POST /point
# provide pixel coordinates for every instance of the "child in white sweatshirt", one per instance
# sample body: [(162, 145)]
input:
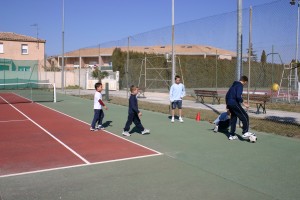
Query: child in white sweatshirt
[(177, 92)]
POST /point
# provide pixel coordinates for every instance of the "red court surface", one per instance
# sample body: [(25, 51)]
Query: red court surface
[(35, 138)]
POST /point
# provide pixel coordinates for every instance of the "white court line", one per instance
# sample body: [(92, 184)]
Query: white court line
[(104, 130), (75, 166), (67, 147), (17, 120)]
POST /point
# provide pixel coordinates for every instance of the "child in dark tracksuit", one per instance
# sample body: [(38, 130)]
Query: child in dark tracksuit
[(134, 114), (233, 101)]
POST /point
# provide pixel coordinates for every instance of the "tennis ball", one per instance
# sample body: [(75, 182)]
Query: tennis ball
[(275, 87)]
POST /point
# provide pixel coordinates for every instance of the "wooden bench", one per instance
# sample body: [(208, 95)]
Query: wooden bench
[(200, 94), (141, 93), (259, 99)]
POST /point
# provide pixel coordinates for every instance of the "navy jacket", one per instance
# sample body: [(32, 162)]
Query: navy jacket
[(133, 106), (234, 94)]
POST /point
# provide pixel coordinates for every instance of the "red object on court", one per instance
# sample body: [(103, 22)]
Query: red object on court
[(198, 117)]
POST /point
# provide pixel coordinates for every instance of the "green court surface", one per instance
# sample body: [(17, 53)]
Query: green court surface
[(196, 163)]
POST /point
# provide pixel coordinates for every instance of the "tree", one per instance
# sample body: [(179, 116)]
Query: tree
[(99, 74)]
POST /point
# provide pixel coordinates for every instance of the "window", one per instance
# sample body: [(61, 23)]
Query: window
[(1, 48), (24, 49), (24, 68), (4, 68)]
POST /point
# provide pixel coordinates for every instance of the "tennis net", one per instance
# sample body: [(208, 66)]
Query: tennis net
[(27, 92)]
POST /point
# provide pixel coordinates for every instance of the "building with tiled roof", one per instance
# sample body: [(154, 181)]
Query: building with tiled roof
[(16, 48), (103, 56)]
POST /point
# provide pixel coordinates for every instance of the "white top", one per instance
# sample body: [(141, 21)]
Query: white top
[(97, 96), (177, 92)]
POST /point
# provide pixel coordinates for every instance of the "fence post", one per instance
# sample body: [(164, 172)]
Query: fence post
[(106, 91)]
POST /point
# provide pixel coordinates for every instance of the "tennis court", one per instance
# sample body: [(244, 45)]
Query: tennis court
[(194, 163)]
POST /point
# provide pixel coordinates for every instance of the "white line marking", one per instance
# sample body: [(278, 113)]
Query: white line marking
[(75, 166), (67, 147), (16, 120), (103, 130)]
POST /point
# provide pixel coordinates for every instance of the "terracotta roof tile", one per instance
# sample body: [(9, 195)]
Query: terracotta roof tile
[(9, 36)]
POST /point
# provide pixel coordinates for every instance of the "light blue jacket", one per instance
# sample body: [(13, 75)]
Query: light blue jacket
[(177, 92)]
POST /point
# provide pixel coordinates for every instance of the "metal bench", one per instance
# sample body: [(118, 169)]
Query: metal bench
[(201, 94)]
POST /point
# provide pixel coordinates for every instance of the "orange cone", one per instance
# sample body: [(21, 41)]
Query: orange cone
[(198, 117)]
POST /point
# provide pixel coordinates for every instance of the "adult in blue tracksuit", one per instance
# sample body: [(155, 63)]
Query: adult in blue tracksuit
[(233, 101)]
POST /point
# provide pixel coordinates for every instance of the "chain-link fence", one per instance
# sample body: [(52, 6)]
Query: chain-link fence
[(205, 57)]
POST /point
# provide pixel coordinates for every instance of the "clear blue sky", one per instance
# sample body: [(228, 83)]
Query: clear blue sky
[(91, 22)]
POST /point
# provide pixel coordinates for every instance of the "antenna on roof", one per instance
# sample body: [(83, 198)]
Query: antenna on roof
[(37, 33)]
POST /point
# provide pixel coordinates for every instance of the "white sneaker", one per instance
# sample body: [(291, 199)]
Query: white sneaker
[(125, 133), (145, 131), (232, 137), (247, 134), (216, 129), (180, 119), (100, 127), (172, 120)]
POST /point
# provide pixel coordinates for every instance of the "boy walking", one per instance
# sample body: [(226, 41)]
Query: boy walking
[(134, 114), (233, 101), (98, 112), (177, 92)]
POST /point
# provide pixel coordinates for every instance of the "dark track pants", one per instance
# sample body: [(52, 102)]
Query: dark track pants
[(238, 112), (133, 117), (98, 117)]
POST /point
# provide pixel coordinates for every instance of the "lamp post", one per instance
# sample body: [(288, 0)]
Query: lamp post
[(173, 53), (293, 2), (63, 49)]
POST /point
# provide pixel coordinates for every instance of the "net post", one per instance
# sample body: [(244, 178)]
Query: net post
[(54, 91)]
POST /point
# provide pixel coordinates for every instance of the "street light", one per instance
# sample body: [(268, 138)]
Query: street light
[(293, 2)]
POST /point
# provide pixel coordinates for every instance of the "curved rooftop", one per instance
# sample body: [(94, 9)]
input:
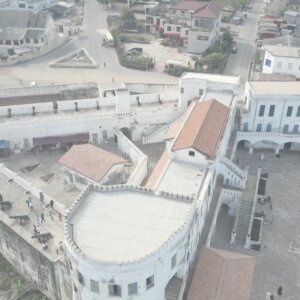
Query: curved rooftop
[(126, 225)]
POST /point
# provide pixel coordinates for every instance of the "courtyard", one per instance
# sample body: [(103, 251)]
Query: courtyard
[(277, 263)]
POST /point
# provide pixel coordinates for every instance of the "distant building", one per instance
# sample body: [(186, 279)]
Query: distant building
[(85, 164), (195, 23), (271, 116), (24, 32), (26, 5), (284, 60)]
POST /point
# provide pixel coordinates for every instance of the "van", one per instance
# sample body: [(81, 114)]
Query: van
[(108, 40)]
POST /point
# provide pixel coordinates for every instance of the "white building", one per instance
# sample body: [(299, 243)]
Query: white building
[(30, 5), (283, 60), (23, 32), (271, 116), (88, 164)]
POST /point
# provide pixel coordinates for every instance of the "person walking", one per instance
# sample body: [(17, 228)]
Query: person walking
[(280, 291), (42, 218)]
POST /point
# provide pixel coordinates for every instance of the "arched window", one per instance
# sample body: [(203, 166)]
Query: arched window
[(285, 128), (258, 127), (296, 128), (269, 127)]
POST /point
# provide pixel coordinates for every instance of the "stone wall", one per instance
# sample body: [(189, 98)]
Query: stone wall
[(52, 277)]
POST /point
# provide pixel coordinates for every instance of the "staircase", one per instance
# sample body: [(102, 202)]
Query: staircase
[(239, 174), (243, 218), (157, 135), (243, 221)]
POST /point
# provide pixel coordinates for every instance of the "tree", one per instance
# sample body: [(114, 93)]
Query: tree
[(128, 19)]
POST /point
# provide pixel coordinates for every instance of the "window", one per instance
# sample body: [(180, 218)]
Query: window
[(150, 282), (258, 127), (94, 286), (80, 278), (268, 62), (261, 111), (132, 288), (289, 111), (271, 110), (173, 261), (285, 128), (202, 38), (114, 290), (245, 127), (296, 128), (191, 153), (269, 128)]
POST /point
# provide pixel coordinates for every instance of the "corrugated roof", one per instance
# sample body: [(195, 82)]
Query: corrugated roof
[(189, 5), (203, 128), (90, 161), (285, 51), (222, 275), (210, 11)]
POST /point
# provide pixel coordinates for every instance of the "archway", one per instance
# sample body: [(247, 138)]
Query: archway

-=-=-

→ WHAT YOU ARE ASKED TO DO: Report the number of lines above containing the word "archway", with no other text.

→ ANSWER BOX: 2